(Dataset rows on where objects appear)
>> Begin
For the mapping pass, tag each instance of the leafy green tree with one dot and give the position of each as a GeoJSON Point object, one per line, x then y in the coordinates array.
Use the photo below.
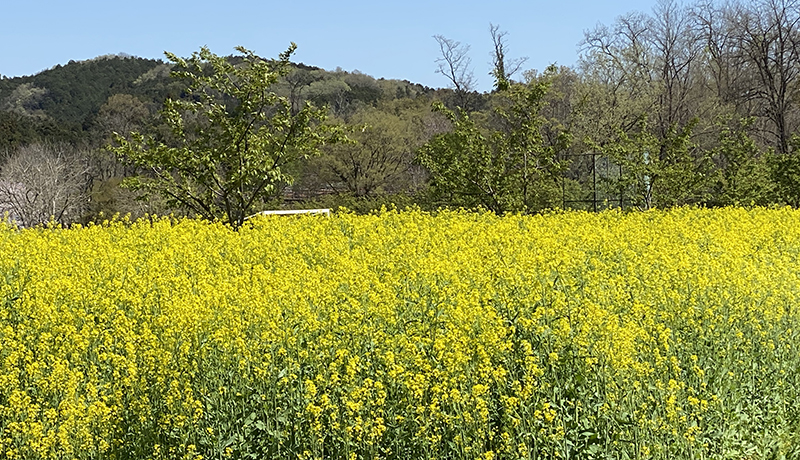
{"type": "Point", "coordinates": [659, 171]}
{"type": "Point", "coordinates": [743, 171]}
{"type": "Point", "coordinates": [503, 163]}
{"type": "Point", "coordinates": [223, 149]}
{"type": "Point", "coordinates": [381, 157]}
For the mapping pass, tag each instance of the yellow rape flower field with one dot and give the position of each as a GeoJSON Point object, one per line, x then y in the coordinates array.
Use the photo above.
{"type": "Point", "coordinates": [404, 335]}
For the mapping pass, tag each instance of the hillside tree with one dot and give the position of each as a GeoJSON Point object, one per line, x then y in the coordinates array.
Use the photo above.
{"type": "Point", "coordinates": [223, 149]}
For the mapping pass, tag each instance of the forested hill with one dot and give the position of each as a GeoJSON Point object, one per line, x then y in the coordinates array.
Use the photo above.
{"type": "Point", "coordinates": [61, 104]}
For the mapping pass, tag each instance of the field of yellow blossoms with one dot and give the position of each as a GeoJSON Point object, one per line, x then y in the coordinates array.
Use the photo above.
{"type": "Point", "coordinates": [405, 335]}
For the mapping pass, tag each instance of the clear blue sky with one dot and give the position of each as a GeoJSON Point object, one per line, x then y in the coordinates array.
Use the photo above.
{"type": "Point", "coordinates": [380, 38]}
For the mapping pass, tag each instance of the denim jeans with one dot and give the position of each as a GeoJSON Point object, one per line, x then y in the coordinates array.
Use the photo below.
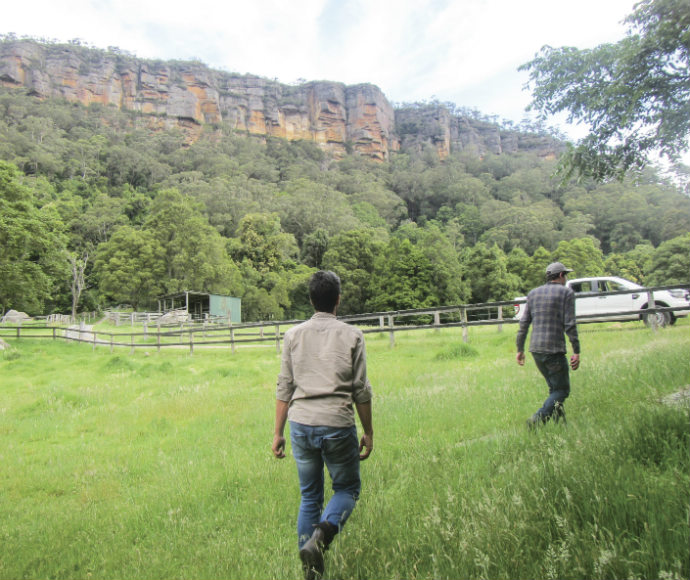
{"type": "Point", "coordinates": [554, 367]}
{"type": "Point", "coordinates": [338, 449]}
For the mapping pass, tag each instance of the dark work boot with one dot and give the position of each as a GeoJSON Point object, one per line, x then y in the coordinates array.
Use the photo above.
{"type": "Point", "coordinates": [311, 553]}
{"type": "Point", "coordinates": [559, 413]}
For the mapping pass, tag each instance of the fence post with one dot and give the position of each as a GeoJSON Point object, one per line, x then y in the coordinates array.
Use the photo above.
{"type": "Point", "coordinates": [651, 306]}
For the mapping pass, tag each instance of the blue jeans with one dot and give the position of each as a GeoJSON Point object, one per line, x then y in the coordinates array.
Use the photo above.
{"type": "Point", "coordinates": [338, 448]}
{"type": "Point", "coordinates": [554, 367]}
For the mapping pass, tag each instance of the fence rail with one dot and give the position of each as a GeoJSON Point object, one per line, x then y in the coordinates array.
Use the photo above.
{"type": "Point", "coordinates": [194, 334]}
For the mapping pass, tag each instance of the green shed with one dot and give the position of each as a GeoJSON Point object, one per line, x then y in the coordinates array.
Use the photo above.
{"type": "Point", "coordinates": [202, 306]}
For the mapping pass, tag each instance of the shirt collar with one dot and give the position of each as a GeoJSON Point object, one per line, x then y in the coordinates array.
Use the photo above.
{"type": "Point", "coordinates": [323, 315]}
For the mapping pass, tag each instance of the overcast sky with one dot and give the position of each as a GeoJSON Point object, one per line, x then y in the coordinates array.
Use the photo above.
{"type": "Point", "coordinates": [462, 51]}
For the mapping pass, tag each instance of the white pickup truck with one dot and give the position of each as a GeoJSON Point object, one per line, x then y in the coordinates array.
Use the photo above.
{"type": "Point", "coordinates": [590, 302]}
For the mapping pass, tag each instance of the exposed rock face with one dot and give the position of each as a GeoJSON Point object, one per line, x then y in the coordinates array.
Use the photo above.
{"type": "Point", "coordinates": [338, 117]}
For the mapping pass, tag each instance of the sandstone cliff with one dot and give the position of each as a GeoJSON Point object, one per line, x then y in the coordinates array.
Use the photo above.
{"type": "Point", "coordinates": [338, 117]}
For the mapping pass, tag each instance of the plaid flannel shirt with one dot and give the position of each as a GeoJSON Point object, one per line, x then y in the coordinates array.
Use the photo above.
{"type": "Point", "coordinates": [550, 309]}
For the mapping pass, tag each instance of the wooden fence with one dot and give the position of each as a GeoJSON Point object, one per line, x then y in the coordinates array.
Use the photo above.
{"type": "Point", "coordinates": [194, 334]}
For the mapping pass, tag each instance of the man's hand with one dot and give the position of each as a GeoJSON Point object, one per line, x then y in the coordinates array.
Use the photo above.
{"type": "Point", "coordinates": [278, 446]}
{"type": "Point", "coordinates": [366, 444]}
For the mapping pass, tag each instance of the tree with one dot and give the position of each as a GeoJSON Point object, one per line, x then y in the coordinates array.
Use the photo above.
{"type": "Point", "coordinates": [487, 270]}
{"type": "Point", "coordinates": [195, 253]}
{"type": "Point", "coordinates": [351, 255]}
{"type": "Point", "coordinates": [31, 260]}
{"type": "Point", "coordinates": [634, 94]}
{"type": "Point", "coordinates": [130, 267]}
{"type": "Point", "coordinates": [402, 278]}
{"type": "Point", "coordinates": [670, 263]}
{"type": "Point", "coordinates": [582, 255]}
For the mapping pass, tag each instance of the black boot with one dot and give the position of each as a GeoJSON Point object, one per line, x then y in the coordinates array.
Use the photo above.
{"type": "Point", "coordinates": [311, 553]}
{"type": "Point", "coordinates": [559, 413]}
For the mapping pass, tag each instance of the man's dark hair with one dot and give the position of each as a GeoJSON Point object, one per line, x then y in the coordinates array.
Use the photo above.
{"type": "Point", "coordinates": [324, 289]}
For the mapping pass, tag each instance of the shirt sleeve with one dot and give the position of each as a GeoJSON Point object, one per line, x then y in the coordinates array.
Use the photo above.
{"type": "Point", "coordinates": [361, 387]}
{"type": "Point", "coordinates": [525, 321]}
{"type": "Point", "coordinates": [286, 379]}
{"type": "Point", "coordinates": [570, 322]}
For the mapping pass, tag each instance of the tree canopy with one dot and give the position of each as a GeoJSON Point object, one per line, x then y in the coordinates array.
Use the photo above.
{"type": "Point", "coordinates": [100, 209]}
{"type": "Point", "coordinates": [634, 94]}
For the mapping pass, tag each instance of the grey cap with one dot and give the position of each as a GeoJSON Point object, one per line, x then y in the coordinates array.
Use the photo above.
{"type": "Point", "coordinates": [556, 268]}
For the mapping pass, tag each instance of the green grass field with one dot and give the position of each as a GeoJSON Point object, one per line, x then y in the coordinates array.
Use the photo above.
{"type": "Point", "coordinates": [158, 465]}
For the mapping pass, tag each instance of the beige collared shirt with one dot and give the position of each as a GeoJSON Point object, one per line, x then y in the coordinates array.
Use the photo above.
{"type": "Point", "coordinates": [323, 371]}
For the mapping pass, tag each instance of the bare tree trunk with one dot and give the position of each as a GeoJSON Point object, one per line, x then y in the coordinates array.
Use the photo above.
{"type": "Point", "coordinates": [78, 265]}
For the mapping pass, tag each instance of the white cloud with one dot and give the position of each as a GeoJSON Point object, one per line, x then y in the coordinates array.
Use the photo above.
{"type": "Point", "coordinates": [462, 51]}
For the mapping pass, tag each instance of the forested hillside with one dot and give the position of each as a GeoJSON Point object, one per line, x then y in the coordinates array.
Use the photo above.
{"type": "Point", "coordinates": [99, 209]}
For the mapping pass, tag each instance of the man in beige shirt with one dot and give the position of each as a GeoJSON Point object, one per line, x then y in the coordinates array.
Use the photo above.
{"type": "Point", "coordinates": [323, 374]}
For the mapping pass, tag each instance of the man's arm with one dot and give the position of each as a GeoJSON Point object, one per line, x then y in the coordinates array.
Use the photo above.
{"type": "Point", "coordinates": [521, 336]}
{"type": "Point", "coordinates": [366, 444]}
{"type": "Point", "coordinates": [570, 327]}
{"type": "Point", "coordinates": [278, 446]}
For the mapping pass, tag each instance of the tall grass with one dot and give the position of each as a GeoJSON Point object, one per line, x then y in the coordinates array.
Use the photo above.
{"type": "Point", "coordinates": [159, 466]}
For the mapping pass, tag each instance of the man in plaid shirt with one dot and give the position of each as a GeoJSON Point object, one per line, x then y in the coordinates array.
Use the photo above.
{"type": "Point", "coordinates": [550, 309]}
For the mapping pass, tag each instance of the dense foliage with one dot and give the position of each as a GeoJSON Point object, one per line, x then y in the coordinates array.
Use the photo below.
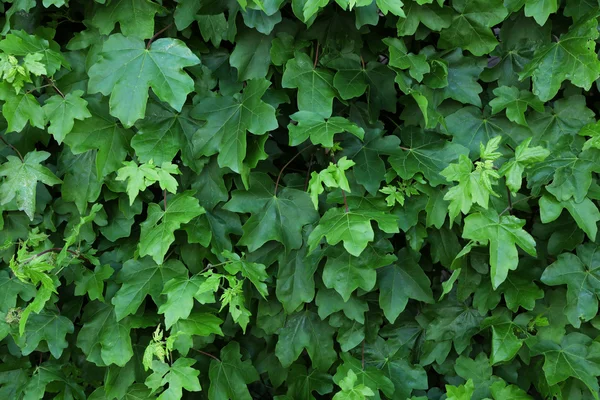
{"type": "Point", "coordinates": [299, 199]}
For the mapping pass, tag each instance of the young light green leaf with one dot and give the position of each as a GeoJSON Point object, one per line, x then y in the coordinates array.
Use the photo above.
{"type": "Point", "coordinates": [21, 179]}
{"type": "Point", "coordinates": [157, 232]}
{"type": "Point", "coordinates": [515, 102]}
{"type": "Point", "coordinates": [503, 233]}
{"type": "Point", "coordinates": [524, 157]}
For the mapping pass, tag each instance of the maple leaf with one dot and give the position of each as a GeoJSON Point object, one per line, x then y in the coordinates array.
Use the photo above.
{"type": "Point", "coordinates": [21, 178]}
{"type": "Point", "coordinates": [503, 233]}
{"type": "Point", "coordinates": [127, 70]}
{"type": "Point", "coordinates": [228, 119]}
{"type": "Point", "coordinates": [157, 231]}
{"type": "Point", "coordinates": [277, 217]}
{"type": "Point", "coordinates": [572, 57]}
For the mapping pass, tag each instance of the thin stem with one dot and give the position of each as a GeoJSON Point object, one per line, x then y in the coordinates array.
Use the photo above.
{"type": "Point", "coordinates": [38, 88]}
{"type": "Point", "coordinates": [308, 172]}
{"type": "Point", "coordinates": [285, 166]}
{"type": "Point", "coordinates": [363, 356]}
{"type": "Point", "coordinates": [345, 201]}
{"type": "Point", "coordinates": [55, 250]}
{"type": "Point", "coordinates": [13, 148]}
{"type": "Point", "coordinates": [207, 354]}
{"type": "Point", "coordinates": [56, 89]}
{"type": "Point", "coordinates": [156, 35]}
{"type": "Point", "coordinates": [516, 202]}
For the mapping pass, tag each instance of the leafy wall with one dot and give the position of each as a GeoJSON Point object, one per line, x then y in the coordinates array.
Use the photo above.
{"type": "Point", "coordinates": [299, 199]}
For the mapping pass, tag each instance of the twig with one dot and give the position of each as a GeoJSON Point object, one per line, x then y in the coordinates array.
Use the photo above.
{"type": "Point", "coordinates": [14, 149]}
{"type": "Point", "coordinates": [207, 354]}
{"type": "Point", "coordinates": [284, 167]}
{"type": "Point", "coordinates": [56, 250]}
{"type": "Point", "coordinates": [156, 35]}
{"type": "Point", "coordinates": [363, 356]}
{"type": "Point", "coordinates": [56, 89]}
{"type": "Point", "coordinates": [308, 172]}
{"type": "Point", "coordinates": [516, 202]}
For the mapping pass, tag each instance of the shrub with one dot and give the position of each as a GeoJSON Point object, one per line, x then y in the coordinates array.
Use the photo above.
{"type": "Point", "coordinates": [299, 199]}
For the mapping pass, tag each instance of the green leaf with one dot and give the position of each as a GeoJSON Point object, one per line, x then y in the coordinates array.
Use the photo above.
{"type": "Point", "coordinates": [461, 392]}
{"type": "Point", "coordinates": [470, 27]}
{"type": "Point", "coordinates": [315, 86]}
{"type": "Point", "coordinates": [345, 272]}
{"type": "Point", "coordinates": [18, 109]}
{"type": "Point", "coordinates": [80, 182]}
{"type": "Point", "coordinates": [251, 55]}
{"type": "Point", "coordinates": [102, 338]}
{"type": "Point", "coordinates": [401, 281]}
{"type": "Point", "coordinates": [501, 391]}
{"type": "Point", "coordinates": [21, 178]}
{"type": "Point", "coordinates": [353, 228]}
{"type": "Point", "coordinates": [581, 274]}
{"type": "Point", "coordinates": [127, 70]}
{"type": "Point", "coordinates": [503, 233]}
{"type": "Point", "coordinates": [229, 376]}
{"type": "Point", "coordinates": [49, 327]}
{"type": "Point", "coordinates": [61, 112]}
{"type": "Point", "coordinates": [575, 356]}
{"type": "Point", "coordinates": [103, 133]}
{"type": "Point", "coordinates": [255, 272]}
{"type": "Point", "coordinates": [157, 231]}
{"type": "Point", "coordinates": [394, 7]}
{"type": "Point", "coordinates": [320, 131]}
{"type": "Point", "coordinates": [20, 43]}
{"type": "Point", "coordinates": [141, 278]}
{"type": "Point", "coordinates": [463, 74]}
{"type": "Point", "coordinates": [135, 18]}
{"type": "Point", "coordinates": [433, 17]}
{"type": "Point", "coordinates": [515, 102]}
{"type": "Point", "coordinates": [295, 278]}
{"type": "Point", "coordinates": [228, 119]}
{"type": "Point", "coordinates": [585, 214]}
{"type": "Point", "coordinates": [524, 157]}
{"type": "Point", "coordinates": [180, 292]}
{"type": "Point", "coordinates": [274, 217]}
{"type": "Point", "coordinates": [401, 58]}
{"type": "Point", "coordinates": [424, 153]}
{"type": "Point", "coordinates": [351, 390]}
{"type": "Point", "coordinates": [162, 133]}
{"type": "Point", "coordinates": [92, 282]}
{"type": "Point", "coordinates": [213, 28]}
{"type": "Point", "coordinates": [506, 337]}
{"type": "Point", "coordinates": [179, 376]}
{"type": "Point", "coordinates": [305, 330]}
{"type": "Point", "coordinates": [572, 57]}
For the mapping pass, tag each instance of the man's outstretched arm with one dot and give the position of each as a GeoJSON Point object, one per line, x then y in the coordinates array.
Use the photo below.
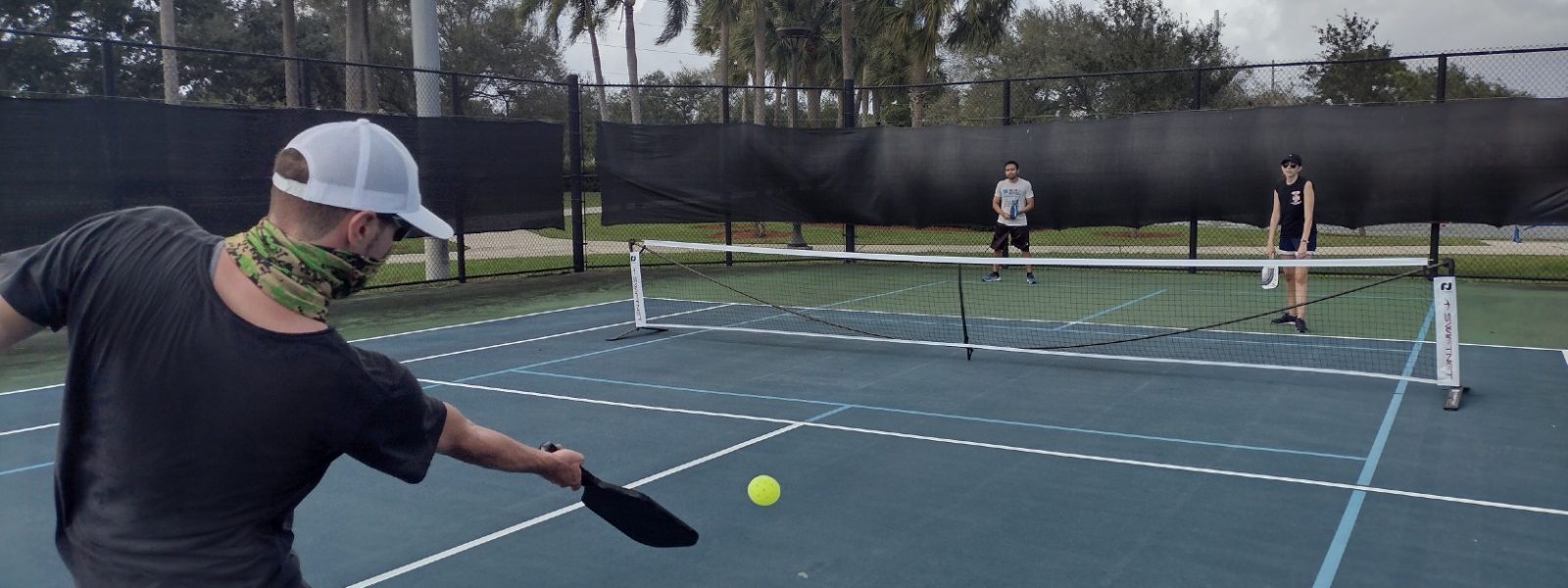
{"type": "Point", "coordinates": [466, 441]}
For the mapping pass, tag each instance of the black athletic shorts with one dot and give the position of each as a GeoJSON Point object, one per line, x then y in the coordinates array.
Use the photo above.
{"type": "Point", "coordinates": [1003, 232]}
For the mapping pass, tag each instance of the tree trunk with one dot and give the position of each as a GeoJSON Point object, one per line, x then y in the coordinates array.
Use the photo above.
{"type": "Point", "coordinates": [631, 63]}
{"type": "Point", "coordinates": [760, 30]}
{"type": "Point", "coordinates": [598, 75]}
{"type": "Point", "coordinates": [778, 99]}
{"type": "Point", "coordinates": [290, 49]}
{"type": "Point", "coordinates": [814, 109]}
{"type": "Point", "coordinates": [723, 59]}
{"type": "Point", "coordinates": [172, 59]}
{"type": "Point", "coordinates": [847, 39]}
{"type": "Point", "coordinates": [353, 47]}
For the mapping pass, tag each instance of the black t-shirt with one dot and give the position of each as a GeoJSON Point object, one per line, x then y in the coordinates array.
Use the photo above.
{"type": "Point", "coordinates": [188, 436]}
{"type": "Point", "coordinates": [1293, 208]}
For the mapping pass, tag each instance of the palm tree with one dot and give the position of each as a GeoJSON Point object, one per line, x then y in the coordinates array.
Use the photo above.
{"type": "Point", "coordinates": [674, 23]}
{"type": "Point", "coordinates": [357, 51]}
{"type": "Point", "coordinates": [172, 60]}
{"type": "Point", "coordinates": [717, 18]}
{"type": "Point", "coordinates": [917, 28]}
{"type": "Point", "coordinates": [585, 18]}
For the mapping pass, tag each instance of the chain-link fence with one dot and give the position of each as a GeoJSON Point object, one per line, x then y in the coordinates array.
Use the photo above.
{"type": "Point", "coordinates": [80, 67]}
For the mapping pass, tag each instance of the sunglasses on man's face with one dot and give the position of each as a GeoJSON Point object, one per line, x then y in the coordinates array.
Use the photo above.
{"type": "Point", "coordinates": [397, 221]}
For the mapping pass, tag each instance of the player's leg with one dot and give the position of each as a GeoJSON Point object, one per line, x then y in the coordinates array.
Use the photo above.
>> End
— Stated task —
From the line with "For the mapping pass, tag each instance of the chain-link" to the last line of the material, give every line again exactly, and only those lines.

— Result for this task —
For the mapping pass, tag each instance of the chain-link fence with one dot and give the position of each as a GeoJSON Point object, one per line, x then y in the coordinates array.
Use the photo above.
{"type": "Point", "coordinates": [80, 67]}
For the mapping pass, tag each instance of the sunglasses on man's face with one dot and give the position of each as a GeoJSON Point object, one per line, x then y in the coordinates array.
Use the photo above.
{"type": "Point", "coordinates": [397, 221]}
For the mapping pass, tag each instance of the player's leg with one dot and give the position of each as a GeoJSON Point object, one per line, x then y in the coordinates array.
Use the photo above.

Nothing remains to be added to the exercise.